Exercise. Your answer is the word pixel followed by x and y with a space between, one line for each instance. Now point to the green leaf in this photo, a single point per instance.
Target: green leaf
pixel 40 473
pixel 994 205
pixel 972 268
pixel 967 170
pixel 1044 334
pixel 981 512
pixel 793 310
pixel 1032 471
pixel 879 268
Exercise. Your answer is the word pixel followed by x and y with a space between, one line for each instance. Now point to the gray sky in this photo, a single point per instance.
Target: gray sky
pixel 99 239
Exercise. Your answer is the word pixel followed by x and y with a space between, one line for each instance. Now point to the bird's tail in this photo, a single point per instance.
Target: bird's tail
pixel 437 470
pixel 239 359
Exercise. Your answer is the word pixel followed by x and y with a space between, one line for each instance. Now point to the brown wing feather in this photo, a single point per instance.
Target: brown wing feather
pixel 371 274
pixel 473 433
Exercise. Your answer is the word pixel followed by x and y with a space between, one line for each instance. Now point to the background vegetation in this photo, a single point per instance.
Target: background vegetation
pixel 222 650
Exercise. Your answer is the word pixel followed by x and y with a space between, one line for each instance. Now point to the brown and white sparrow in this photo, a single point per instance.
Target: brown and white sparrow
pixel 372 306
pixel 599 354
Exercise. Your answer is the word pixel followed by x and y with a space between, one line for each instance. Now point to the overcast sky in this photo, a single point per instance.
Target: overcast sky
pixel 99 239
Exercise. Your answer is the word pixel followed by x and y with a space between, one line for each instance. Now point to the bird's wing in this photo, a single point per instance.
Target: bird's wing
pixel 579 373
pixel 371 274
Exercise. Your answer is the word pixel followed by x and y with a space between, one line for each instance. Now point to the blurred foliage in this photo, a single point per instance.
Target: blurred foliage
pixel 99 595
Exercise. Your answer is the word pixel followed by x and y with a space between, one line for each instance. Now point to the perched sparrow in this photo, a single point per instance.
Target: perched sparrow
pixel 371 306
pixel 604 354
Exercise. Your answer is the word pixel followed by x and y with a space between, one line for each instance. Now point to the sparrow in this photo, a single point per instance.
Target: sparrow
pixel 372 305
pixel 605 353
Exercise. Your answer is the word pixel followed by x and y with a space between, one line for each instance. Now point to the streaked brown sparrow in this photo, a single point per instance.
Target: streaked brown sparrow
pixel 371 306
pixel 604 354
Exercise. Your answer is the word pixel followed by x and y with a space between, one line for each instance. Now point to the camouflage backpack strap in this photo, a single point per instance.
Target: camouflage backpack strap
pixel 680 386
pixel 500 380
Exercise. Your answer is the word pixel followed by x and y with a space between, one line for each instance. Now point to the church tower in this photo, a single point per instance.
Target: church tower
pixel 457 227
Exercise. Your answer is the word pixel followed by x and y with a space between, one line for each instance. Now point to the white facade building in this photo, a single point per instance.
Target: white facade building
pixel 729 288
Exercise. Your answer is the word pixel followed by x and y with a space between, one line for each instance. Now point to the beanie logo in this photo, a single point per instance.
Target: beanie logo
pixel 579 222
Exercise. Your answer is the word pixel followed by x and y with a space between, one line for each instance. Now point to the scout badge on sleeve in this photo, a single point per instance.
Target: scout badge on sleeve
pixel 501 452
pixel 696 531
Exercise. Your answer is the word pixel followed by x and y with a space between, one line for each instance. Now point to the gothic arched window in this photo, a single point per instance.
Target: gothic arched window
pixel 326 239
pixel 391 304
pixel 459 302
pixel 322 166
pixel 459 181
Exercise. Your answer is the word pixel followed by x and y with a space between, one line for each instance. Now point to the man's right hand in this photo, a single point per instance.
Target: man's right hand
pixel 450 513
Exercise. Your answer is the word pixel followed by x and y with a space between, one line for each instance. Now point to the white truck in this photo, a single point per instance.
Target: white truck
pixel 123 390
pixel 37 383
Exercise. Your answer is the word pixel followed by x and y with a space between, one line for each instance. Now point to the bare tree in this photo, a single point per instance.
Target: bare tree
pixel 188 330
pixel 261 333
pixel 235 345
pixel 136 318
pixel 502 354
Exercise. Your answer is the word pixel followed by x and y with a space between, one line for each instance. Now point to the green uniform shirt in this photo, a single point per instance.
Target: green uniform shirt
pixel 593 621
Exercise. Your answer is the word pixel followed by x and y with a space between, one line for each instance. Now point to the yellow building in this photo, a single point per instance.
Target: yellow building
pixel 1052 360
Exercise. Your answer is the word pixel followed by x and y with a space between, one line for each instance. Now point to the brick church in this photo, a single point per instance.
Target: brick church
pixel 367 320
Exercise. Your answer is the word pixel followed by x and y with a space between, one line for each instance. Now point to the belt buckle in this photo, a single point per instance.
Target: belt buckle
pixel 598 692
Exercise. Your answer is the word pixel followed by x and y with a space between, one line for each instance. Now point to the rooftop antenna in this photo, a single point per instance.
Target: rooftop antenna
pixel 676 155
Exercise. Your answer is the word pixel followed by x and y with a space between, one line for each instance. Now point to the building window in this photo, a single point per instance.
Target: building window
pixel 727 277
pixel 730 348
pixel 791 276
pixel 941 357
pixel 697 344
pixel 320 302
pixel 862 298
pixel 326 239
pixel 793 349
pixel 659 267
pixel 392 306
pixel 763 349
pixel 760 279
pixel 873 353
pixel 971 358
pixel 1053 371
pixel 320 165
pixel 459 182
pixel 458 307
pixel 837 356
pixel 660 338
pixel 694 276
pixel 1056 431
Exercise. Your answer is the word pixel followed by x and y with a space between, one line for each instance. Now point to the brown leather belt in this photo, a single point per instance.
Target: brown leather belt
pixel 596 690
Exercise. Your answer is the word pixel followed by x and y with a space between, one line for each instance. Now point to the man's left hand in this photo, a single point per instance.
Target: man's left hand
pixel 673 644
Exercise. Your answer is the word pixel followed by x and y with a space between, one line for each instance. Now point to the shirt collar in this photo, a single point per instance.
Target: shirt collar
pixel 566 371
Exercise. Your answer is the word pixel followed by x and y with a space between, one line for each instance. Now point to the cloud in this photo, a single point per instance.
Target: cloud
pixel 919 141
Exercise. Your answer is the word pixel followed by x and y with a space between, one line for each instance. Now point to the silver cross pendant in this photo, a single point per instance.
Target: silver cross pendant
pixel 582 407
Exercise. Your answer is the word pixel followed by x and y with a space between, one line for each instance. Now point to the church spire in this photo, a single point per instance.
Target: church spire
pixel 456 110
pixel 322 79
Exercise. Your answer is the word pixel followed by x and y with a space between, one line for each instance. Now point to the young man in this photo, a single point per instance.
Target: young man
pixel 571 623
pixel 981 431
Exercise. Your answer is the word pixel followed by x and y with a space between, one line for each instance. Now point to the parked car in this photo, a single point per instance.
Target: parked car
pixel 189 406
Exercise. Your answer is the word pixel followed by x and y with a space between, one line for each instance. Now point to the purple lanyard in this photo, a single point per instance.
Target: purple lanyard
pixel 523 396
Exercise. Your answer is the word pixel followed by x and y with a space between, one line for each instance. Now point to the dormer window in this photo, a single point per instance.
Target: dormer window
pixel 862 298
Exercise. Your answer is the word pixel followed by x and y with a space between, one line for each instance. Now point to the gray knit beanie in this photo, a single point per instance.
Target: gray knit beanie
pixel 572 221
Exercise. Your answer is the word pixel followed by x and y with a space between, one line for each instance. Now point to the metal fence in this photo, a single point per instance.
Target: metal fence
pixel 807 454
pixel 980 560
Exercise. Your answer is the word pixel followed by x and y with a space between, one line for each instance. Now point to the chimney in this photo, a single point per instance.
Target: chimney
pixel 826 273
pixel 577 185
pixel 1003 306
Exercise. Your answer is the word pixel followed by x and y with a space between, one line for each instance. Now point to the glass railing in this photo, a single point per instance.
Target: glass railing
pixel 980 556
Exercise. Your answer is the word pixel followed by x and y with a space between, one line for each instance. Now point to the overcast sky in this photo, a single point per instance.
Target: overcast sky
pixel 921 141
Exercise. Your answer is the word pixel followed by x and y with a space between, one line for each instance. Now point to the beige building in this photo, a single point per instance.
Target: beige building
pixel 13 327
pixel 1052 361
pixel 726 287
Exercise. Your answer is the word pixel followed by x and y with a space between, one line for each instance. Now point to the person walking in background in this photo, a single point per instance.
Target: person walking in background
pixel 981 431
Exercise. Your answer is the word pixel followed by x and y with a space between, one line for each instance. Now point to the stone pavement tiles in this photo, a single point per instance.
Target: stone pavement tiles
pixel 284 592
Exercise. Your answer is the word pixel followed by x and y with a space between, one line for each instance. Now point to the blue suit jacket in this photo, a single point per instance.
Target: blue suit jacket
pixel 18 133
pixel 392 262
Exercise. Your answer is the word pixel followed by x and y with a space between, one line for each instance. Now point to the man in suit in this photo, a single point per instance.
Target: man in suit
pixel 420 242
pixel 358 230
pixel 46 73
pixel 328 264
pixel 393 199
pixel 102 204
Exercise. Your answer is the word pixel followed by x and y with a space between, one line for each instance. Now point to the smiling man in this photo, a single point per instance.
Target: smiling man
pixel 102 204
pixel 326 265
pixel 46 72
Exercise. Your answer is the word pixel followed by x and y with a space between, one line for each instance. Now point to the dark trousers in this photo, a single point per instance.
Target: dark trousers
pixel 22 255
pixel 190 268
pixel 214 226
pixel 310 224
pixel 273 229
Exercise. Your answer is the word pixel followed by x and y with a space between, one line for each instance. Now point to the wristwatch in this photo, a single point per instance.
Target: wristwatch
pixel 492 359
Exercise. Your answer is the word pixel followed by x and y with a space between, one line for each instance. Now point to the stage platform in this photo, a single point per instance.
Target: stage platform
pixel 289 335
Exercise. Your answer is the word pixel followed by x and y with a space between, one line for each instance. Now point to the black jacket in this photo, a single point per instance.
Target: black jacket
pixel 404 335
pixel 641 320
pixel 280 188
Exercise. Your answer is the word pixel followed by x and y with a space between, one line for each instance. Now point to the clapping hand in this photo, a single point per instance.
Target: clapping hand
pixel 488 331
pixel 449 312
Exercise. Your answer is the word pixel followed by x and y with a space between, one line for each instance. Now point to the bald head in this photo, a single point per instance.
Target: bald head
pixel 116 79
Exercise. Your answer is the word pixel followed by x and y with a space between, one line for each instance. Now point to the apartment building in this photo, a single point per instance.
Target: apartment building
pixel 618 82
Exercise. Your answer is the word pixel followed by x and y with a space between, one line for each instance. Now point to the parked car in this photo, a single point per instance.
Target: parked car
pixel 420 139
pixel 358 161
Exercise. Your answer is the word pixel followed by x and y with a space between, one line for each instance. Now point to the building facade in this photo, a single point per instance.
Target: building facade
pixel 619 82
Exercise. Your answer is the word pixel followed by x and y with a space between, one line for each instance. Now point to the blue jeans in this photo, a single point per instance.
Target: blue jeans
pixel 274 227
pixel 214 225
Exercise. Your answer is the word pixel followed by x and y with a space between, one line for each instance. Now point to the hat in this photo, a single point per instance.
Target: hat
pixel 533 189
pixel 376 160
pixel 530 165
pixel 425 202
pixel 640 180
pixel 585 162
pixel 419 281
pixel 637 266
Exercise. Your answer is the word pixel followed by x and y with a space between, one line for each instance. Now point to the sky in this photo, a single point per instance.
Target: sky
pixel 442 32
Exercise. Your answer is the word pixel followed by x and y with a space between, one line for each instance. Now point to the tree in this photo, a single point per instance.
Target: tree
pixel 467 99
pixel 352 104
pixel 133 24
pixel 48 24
================
SHORT TASK: Reproduce word for word the lines of the items above, starting with the line that contains "to the scout" and going on through the line that contains "pixel 696 531", both included.

CORRECT OUTPUT:
Exercise. Your answer is the word pixel followed by x and y with a space between, one line for each instance. Now point to the scout badge on sleeve in this photo, a single point per instance.
Target: scout badge on sleeve
pixel 501 452
pixel 696 531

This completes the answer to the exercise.